Приведённый текст>
Я ль не собирала
Для тебя добро?
— обращается мать к умирающей пионерке.
Шелковые платья
Мех да серебро,
Я ли не копила,
Я ли не спала,
Все коров доила,
Птицу стерегла.
Чтоб было приданое
Крепкое, недраное,
Чтоб фата к лицу,
Как пойдешь к венцу!
Слова матери — ржавой русской «кулачки» — это все «…постылые,/ Скудные слова», но зато вопреки материнской ржавчине:
Не погибла молодость,
Молодость жива!
Нас водила молодость
В сабельный поход,
Нас бросала молодость
На Кронштадский лед.
Ну и, конечно же, то, без чего Багрицкий не был Багрицким:
Возникай содружество
Ворона с бойцом —
Укрепляйся мужество
Кровью и свинцом.
Чтобы земля суровая
Кровью истекла,
Чтобы юность новая
Из костей взошла
Комментировать этот призыв к человеческим жертвоприношениям не хочется. Но и в других работах Э. Г. Багрицкого много примеров отвращения к человеку, сиюминутной готовности убивать. Отвращения к любому человеку, не бегущему опрометью от презренного «быта», не входящего в орден «своих».
Тогда же Багрицкий осчастливил человечество поэмой «Человек предместья»; в центре поэмы — эдакий полупролетарий-полукрестьянин, полуслужащий… в общем, стрелочник и проводник на железной дороге. Наверное, эта промежуточность положения должна вызвать у интеллигента первого поколения какой-то интерес, особенное понимание, потому что сам такой. Но куда там!
На голенастых ногах ухваты,
Колоды для пчел — замыкали круг,
А он переминался, узловатый,
С большими сизыми кистями рук.
То ли дело — романтика гражданской войны, душевные терзания порочного подростка от кулаков «ржавых евреев», от невозможности любить перемазанную селедкой девицу! А этот паршивый недобиток из предместья вот что делает:
Недаром учили: клади на плечи,
За пазуху суй — к себе таща,
В закут овечий,
В дом человечий.
В капустную благодать борща.
То он, понимаешь, столярничает, то, видишь ли, пчел тут разводит (нет бы, разводить чекистов или коммунаров), то корове сено косит… Страшный тип! А его жена еще и пытается молоко продавать:
Жена расставляет отряды крынок:
Туда — в больницу. Сюда — на рынок.
И:
Весь ее мир — дрожжевой, густой,
Спит и сопит, молоком насытясь,
Жидкий навоз, под навозом ситец,
Пущенный в бабочку с запятой.
В общем, совершеннейший ужас! Всякий раз, найдя у Багрицкого какое-нибудь по-человечески понятное удовольствие при виде «струганного крыльца» или «промытых содой и щелоком половиц», страшно удивляешься: ведь наряду с удовольствием видеть эти приметы нормальной жизни в нем живет устойчивая ненависть как раз к тем, кто эти вещи делает и поддерживает, что называется, в рабочем состоянии.
И проклятый «быт» превращается прямо-таки в чудовище, в монстра, которого необходимо уничтожить, пока он тебя самого не сожрал.

[Фрагменты данных разметки точками]
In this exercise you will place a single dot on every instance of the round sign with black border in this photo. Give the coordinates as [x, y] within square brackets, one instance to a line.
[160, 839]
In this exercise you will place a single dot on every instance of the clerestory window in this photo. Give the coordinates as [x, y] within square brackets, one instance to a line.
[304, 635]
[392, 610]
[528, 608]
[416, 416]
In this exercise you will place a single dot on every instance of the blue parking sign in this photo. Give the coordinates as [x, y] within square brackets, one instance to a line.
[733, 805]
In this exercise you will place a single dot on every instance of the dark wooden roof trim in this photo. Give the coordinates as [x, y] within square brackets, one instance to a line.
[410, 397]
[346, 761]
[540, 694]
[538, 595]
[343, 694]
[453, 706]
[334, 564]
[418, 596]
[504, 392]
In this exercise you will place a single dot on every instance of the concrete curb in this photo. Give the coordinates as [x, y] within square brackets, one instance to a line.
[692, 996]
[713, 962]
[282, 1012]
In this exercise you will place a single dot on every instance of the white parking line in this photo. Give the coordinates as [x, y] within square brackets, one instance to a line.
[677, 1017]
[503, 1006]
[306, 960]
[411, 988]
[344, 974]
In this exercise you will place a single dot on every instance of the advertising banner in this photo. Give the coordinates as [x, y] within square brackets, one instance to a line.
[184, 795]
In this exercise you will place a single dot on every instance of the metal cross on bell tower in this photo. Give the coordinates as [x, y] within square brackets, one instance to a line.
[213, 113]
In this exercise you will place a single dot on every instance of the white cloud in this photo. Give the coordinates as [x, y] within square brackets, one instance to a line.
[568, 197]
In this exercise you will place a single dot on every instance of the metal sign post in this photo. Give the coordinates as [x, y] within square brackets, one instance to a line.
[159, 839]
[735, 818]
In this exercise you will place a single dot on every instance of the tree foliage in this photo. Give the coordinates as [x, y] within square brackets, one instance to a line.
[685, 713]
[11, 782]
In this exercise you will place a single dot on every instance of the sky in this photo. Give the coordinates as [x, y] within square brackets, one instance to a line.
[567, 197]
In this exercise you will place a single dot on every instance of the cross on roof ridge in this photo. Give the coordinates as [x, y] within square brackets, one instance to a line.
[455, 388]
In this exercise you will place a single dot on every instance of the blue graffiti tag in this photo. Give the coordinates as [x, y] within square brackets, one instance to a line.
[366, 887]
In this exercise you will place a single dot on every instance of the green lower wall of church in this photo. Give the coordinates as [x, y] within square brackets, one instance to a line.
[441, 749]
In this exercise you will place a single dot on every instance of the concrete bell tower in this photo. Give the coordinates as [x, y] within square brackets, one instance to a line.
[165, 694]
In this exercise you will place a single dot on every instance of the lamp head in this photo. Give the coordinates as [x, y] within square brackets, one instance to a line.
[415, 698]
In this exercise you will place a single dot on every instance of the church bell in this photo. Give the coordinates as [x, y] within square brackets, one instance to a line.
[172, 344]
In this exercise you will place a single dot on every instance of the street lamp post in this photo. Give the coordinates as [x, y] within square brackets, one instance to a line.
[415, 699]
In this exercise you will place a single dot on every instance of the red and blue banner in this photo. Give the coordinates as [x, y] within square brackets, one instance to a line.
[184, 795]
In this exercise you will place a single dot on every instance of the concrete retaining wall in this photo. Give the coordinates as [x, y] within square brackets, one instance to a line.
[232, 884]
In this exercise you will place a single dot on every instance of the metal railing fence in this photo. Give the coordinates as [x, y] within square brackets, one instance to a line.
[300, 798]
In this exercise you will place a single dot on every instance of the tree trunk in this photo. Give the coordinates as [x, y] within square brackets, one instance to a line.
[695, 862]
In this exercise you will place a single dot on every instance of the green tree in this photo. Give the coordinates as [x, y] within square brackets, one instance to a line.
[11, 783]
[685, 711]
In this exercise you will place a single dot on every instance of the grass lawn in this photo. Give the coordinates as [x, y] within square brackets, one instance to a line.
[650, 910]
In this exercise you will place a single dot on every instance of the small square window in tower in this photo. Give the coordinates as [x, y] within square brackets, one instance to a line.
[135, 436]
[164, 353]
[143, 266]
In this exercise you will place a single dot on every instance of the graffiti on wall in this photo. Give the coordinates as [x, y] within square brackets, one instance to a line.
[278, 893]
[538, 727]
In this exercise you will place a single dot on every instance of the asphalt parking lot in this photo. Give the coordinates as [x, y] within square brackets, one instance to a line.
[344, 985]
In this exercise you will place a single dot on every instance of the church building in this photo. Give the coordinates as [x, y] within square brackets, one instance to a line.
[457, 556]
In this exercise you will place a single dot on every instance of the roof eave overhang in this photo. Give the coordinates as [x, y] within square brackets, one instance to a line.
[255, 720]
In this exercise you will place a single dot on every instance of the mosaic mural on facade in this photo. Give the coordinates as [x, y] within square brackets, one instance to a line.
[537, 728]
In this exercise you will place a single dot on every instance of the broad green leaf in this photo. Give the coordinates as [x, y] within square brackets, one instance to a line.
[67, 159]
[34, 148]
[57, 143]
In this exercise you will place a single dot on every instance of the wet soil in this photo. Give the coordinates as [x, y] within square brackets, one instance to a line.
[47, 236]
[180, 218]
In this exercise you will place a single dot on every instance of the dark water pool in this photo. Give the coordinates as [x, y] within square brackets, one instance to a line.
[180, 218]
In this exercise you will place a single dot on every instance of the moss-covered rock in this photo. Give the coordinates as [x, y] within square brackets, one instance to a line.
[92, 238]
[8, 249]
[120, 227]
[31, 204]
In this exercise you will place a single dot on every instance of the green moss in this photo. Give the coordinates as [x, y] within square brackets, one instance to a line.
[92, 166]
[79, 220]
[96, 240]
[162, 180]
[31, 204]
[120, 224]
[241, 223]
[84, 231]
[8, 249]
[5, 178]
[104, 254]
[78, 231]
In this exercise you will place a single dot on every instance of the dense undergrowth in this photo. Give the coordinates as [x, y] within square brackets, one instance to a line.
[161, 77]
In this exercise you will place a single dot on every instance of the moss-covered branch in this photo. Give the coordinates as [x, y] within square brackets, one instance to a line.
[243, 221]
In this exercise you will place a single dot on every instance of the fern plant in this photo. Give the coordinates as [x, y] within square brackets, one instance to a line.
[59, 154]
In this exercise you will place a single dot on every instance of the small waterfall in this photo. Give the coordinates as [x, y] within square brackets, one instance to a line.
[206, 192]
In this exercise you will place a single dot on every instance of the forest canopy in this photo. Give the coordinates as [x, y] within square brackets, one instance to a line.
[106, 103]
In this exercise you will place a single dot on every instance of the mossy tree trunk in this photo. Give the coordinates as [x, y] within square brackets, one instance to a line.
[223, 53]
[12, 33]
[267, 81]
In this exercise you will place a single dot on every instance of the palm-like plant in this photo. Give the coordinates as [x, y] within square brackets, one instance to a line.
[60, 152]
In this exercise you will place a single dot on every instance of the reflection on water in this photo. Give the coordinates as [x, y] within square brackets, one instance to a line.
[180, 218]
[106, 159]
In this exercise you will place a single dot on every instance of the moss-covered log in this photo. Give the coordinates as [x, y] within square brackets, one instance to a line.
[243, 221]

Письменные задания>
1) Кем по роду занятий назван герой поэмы «Человек предместья» в приведённом тексте?
2) Подсчитайте строки записей, в которых встречается слово «metal». Укажите только число.

Ответы к заданиям>
1) Стрелочником и проводником на железной дороге.

2) 3